Change "dog's" to "puppy's" throughout the rows from the line containing "# test: locate points for every instance of the blue sky" through the last row, and reproduce those lines with nothing else altered.

** START Records for processing **

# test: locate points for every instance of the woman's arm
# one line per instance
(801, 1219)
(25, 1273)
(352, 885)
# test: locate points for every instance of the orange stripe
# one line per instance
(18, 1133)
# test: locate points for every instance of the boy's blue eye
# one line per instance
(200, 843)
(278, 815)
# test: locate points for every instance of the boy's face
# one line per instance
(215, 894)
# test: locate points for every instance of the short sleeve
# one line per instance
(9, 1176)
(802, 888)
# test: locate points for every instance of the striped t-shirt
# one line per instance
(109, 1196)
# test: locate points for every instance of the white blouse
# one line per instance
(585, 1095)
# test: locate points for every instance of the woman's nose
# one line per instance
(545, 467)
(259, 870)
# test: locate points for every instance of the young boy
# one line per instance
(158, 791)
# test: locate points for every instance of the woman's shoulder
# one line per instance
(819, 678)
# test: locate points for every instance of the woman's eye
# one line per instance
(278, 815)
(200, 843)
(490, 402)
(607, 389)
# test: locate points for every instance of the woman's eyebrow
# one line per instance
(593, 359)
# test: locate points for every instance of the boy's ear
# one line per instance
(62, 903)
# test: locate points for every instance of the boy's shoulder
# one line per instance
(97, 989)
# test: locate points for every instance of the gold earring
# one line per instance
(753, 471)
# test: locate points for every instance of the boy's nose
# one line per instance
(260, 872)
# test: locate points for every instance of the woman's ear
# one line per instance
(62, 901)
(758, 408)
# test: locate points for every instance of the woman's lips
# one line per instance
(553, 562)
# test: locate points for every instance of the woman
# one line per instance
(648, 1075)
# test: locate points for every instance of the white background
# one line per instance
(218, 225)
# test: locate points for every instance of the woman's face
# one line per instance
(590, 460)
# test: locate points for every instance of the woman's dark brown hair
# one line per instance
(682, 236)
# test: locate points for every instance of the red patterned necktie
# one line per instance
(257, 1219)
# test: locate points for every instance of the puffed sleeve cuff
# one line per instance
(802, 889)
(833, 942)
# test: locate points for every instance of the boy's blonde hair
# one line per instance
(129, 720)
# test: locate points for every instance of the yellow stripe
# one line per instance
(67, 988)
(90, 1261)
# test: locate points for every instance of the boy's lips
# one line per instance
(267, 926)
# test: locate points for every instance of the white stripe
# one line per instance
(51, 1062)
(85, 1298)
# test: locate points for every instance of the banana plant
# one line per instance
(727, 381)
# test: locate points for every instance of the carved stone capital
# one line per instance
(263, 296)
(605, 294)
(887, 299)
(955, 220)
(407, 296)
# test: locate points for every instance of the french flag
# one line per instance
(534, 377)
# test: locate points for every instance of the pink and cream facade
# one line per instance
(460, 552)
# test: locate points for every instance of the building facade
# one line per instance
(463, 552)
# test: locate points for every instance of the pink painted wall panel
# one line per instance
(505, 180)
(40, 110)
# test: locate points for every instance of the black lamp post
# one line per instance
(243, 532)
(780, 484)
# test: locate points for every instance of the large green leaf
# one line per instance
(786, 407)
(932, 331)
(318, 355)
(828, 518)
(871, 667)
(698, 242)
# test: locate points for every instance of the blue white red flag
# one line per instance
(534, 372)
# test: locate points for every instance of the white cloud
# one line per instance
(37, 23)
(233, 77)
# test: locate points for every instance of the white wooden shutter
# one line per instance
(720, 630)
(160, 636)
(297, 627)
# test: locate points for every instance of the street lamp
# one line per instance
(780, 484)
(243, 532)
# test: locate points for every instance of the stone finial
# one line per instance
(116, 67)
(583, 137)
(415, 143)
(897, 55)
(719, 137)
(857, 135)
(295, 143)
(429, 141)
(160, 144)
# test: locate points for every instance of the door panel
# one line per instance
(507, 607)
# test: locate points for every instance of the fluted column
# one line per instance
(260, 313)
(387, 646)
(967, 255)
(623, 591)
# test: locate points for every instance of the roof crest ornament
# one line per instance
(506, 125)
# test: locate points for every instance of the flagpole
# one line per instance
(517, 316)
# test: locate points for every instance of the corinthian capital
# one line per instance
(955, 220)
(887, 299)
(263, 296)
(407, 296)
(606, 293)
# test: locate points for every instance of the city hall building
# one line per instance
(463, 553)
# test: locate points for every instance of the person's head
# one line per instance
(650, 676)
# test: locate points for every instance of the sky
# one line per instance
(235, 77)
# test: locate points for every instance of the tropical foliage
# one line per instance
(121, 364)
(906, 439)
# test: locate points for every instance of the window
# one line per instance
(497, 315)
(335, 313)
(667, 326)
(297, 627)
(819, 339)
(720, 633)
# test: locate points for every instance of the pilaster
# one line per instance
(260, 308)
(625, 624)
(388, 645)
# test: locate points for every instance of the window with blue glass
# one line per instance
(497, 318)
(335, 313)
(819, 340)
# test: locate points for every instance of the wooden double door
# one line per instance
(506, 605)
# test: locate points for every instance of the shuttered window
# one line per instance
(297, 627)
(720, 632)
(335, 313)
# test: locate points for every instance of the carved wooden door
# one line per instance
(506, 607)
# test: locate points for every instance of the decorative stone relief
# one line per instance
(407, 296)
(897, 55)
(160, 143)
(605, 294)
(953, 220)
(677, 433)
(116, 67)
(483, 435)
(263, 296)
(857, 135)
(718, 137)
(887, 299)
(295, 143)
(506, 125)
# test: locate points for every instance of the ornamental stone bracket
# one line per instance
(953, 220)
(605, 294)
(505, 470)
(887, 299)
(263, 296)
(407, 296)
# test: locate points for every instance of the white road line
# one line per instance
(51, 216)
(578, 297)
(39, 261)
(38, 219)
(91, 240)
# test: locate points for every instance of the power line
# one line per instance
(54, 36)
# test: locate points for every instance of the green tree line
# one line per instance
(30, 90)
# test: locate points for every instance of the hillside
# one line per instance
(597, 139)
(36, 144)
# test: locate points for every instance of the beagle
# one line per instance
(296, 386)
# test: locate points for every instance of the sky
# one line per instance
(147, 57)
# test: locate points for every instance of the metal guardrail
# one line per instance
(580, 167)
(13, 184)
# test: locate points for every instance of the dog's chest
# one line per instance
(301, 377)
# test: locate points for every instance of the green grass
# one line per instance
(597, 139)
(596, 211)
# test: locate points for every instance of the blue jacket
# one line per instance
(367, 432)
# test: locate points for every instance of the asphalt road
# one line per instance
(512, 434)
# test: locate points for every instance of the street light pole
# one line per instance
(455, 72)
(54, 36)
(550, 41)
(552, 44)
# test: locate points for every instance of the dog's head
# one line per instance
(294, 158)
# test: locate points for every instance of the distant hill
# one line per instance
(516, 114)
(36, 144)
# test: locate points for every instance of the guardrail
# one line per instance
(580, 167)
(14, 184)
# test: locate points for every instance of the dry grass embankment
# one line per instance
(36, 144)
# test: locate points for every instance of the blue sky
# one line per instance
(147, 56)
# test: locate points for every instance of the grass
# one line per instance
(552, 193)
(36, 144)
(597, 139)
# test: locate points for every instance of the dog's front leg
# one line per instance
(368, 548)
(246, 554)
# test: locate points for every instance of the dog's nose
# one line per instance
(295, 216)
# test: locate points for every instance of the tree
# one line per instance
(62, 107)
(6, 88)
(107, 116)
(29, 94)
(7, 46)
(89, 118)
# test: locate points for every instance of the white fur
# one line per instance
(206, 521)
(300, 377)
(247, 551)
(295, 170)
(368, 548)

** END Records for processing **

#### Correct result
# test: locate points for every instance of the blue sky
# one line per instance
(147, 56)
# test: locate points for every instance of the grass
# one line per instance
(552, 193)
(36, 144)
(597, 139)
# test: locate points for every instance of the puppy's front leg
# one line per instance
(368, 548)
(246, 554)
# test: locate points for every instance of the puppy's nose
# one line per instance
(295, 216)
# test: locate points for every instance of the tree
# one line per instance
(62, 107)
(6, 88)
(107, 116)
(29, 94)
(7, 46)
(89, 118)
# test: locate points for every instance of the white fur
# one line per instance
(206, 521)
(300, 377)
(247, 551)
(295, 170)
(368, 548)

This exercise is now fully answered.